Work to be completed | Locate each line in the entries below that contains the string "white", and copy those lines. Treat uppercase and lowercase letters as different.

::: Provided entries :::

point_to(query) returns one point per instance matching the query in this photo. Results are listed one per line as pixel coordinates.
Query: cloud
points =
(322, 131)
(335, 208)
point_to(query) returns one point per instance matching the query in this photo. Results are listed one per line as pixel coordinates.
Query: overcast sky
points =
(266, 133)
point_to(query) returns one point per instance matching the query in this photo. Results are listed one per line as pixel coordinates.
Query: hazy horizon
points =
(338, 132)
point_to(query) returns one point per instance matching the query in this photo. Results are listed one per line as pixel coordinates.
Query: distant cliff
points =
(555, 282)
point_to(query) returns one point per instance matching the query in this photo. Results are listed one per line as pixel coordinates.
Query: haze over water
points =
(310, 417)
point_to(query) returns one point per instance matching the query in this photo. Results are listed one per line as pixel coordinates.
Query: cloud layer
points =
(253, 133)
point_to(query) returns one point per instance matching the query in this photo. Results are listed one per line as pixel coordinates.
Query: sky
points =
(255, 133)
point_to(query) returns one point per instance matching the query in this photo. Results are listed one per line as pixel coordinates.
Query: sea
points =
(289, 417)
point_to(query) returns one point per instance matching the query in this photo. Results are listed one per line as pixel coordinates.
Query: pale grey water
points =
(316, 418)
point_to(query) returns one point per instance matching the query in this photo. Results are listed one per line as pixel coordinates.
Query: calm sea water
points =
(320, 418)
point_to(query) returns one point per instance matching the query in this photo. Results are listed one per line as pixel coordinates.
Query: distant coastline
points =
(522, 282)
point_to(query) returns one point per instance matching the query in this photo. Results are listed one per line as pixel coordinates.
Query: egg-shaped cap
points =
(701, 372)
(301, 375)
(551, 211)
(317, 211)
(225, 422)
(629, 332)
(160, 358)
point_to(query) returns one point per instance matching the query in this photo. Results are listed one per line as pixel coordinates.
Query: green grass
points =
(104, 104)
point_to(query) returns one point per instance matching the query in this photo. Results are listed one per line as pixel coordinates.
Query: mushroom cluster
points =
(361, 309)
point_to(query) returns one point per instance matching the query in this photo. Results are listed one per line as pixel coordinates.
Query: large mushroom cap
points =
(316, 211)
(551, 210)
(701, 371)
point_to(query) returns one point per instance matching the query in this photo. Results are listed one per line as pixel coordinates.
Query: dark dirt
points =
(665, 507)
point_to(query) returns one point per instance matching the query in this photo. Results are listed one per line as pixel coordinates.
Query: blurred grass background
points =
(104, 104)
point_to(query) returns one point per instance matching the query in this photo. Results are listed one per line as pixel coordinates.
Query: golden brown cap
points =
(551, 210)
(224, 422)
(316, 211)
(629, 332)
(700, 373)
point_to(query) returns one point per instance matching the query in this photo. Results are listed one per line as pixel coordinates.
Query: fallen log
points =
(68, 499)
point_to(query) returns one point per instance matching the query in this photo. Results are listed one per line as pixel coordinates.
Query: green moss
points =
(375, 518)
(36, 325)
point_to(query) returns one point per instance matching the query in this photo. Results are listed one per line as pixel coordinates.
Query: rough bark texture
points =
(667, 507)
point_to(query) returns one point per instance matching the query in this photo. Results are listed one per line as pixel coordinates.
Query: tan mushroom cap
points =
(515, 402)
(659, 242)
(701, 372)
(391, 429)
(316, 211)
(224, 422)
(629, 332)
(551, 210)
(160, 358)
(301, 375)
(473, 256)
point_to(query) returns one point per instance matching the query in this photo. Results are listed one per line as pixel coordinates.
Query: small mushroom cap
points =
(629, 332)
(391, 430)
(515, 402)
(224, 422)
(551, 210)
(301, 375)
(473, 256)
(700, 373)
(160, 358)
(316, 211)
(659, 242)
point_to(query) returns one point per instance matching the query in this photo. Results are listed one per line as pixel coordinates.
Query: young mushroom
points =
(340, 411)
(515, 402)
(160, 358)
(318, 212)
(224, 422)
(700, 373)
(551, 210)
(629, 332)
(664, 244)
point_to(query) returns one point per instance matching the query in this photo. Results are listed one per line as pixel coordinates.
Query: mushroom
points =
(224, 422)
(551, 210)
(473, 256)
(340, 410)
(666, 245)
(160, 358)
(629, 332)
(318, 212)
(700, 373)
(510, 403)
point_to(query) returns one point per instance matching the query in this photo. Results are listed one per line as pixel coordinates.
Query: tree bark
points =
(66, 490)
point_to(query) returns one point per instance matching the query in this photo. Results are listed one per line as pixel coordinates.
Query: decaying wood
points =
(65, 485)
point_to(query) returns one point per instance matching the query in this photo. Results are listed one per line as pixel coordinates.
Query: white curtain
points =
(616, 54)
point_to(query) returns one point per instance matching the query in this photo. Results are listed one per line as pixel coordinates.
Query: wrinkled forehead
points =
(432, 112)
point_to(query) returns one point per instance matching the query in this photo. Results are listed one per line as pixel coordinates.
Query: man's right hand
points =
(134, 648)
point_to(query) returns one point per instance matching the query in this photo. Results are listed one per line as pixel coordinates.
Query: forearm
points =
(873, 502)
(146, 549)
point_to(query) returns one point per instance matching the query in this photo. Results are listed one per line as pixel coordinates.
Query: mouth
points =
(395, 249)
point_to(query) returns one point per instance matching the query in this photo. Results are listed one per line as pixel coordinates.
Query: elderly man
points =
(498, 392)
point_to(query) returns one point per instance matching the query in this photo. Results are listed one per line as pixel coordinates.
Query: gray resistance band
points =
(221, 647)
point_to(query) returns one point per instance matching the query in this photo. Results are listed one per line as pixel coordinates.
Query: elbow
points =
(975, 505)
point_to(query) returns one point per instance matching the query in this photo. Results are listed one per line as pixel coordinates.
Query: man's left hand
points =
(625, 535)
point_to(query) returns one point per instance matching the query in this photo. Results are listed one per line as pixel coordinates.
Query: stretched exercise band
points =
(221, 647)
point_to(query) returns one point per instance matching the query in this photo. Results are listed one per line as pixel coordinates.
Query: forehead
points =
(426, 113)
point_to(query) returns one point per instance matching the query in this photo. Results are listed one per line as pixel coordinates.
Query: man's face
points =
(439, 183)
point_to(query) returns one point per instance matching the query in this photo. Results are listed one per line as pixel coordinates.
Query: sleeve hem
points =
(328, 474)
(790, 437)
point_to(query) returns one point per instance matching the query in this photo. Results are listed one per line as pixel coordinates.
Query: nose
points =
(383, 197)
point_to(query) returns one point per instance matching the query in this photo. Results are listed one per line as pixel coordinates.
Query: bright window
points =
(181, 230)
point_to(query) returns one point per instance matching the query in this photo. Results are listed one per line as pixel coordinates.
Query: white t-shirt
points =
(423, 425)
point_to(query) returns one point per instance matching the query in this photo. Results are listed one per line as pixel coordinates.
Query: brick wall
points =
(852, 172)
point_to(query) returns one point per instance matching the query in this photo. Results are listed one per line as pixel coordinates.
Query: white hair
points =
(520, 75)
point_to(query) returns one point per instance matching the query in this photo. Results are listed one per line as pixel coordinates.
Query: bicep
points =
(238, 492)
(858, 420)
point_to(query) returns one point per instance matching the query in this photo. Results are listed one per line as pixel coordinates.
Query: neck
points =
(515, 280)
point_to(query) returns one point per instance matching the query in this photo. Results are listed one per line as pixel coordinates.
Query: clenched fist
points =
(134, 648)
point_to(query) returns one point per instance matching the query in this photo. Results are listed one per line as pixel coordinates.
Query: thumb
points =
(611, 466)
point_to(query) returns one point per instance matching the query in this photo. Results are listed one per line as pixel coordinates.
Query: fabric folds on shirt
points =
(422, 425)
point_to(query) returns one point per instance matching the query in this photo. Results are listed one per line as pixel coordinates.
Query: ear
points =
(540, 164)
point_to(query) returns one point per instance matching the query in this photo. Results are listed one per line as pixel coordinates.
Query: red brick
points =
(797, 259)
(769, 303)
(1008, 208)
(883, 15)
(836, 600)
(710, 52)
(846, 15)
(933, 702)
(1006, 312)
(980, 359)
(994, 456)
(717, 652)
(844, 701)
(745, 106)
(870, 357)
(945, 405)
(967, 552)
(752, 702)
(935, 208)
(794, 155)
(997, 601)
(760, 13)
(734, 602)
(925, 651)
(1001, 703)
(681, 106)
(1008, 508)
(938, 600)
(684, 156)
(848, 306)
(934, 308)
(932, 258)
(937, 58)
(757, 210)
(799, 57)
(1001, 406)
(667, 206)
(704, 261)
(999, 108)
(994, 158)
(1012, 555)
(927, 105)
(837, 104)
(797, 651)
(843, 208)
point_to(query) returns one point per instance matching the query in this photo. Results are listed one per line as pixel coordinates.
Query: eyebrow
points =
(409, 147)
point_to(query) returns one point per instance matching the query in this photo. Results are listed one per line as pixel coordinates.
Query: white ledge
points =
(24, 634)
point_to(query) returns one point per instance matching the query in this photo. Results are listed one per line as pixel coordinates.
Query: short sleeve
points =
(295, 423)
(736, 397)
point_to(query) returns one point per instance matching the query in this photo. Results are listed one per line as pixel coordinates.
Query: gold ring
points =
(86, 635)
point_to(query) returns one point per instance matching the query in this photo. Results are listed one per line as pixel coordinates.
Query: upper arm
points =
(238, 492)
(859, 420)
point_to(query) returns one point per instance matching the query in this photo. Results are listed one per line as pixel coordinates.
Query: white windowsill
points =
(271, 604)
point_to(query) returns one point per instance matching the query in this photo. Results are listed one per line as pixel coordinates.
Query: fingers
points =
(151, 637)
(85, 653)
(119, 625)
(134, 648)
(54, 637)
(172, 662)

:::

Full answer |
Query: white curtain
Query: white t-shirt
Query: white hair
Query: white ledge
Query: white windowsill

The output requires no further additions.